Thanks for the support! I'm also switching between mac (laptop) and windows (desktop) multiple times throughout the day (depends on where I'm sitting at that moment). Using Nimbus to build Nimbus definitely helped me a lot in this scenario!


Sound like it could be really useful. Wondering if there will be a method to load the remote workspace locally if I need to do development without internet (travelling, etc)


Great question! (Also a tough one)

I have been using Nimbus on my flights and it works well. Of course depends on your geolocation, the latency can be higher than normal but the internet speed should not be a blocker because all the intense internet traffic happens on the data center.

However, without internet it would be challenging to leverage Nimbus solution at this moment since the environments live on the cloud 100% now. But in the future, we will look into a hybrid solution. In short, we can offer the option to rsync (or similar tools) the cloud environments into your local or the other way around to facilitate this corner case.


Nish from Nimbus here

We have some loose plans but not really high up to be honest.

From a traveling perspective, it works well... as long as you have internet..you get fast download speeds (based on AWS data center transfer speeds), can work on an env more powerful than ultrabooks, and your battery life is longer.

But you can't work from a jungle or a plane without wifi :)


1. Your pricing assumes 30 hour / week. What happens if we use it beyond that?

2. What do you mean by "Local File Sync" here - https://endurable-podium-3d4.notion.site/Nimbus-vs-the-compe...


1. The usage based fee goes up or down based on the hours used. So if you use 60 hours / week, expect it to be double the estimates. In a few months, we'll be launching our "self-hosted" option that lets you avoid usage fees from us by running it on your own AWS.

2. Basically, you'll be able to keep the files synced between your local environment and your Nimbus workstations


Regarding (2), what does it use under the hood? Rsync? Will the files be automatically synced to local on save?


Neil from Nimbus here

Just for a quick clarification - it actually refers to manual file sync on your need at the moment. Syncing files automatically is something the team is discussing right now but may not become available in the product in the near future.

Under the hood, essentially, you can access Nimbus workspace via ssh (with private key/public key pair). With that foundation, if you ever want to download files or upload files, you can do so with scp, rsync, or anything that can transfer files over ssh tunnel.

That also means, technically, you don't have to use VSCode/JetBrain to write code on Nimbus workspace (though we have/are going to have official extension/plugin support, which is recommended). You can directly ssh into the workspace and write code in emacs/vim, or use any editor/IDE with SFTP support.

Data rows:
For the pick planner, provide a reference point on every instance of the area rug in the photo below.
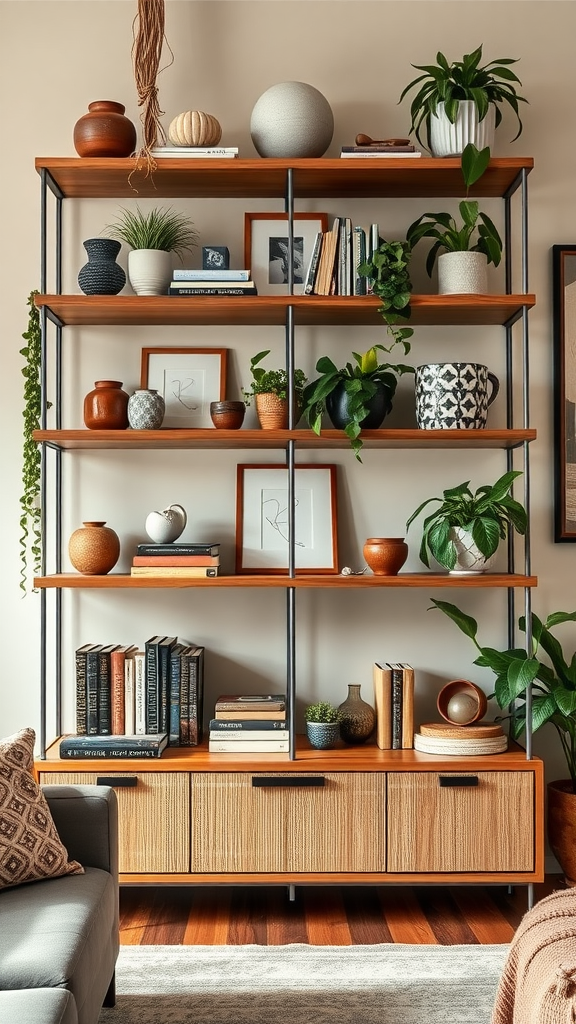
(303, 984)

* * *

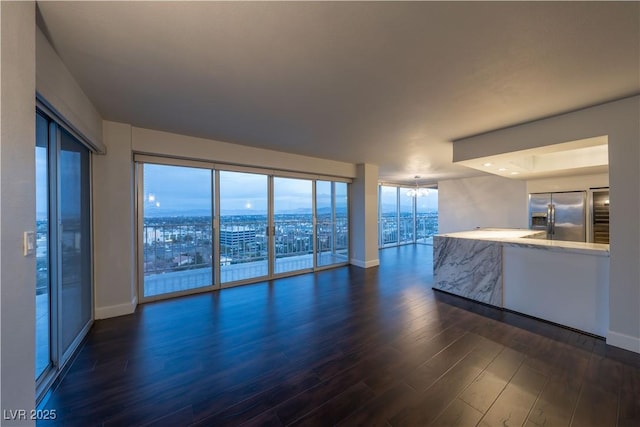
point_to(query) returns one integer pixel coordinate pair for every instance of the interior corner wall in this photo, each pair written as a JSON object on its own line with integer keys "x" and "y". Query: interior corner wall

Task directions: Rewrite the Nimbus discussion between "From a traveling" and "without wifi :)", inclusive, swapping "jungle" for "desert".

Task response:
From a traveling perspective, it works well... as long as you have internet..you get fast download speeds (based on AWS data center transfer speeds), can work on an env more powerful than ultrabooks, and your battery life is longer.

But you can't work from a desert or a plane without wifi :)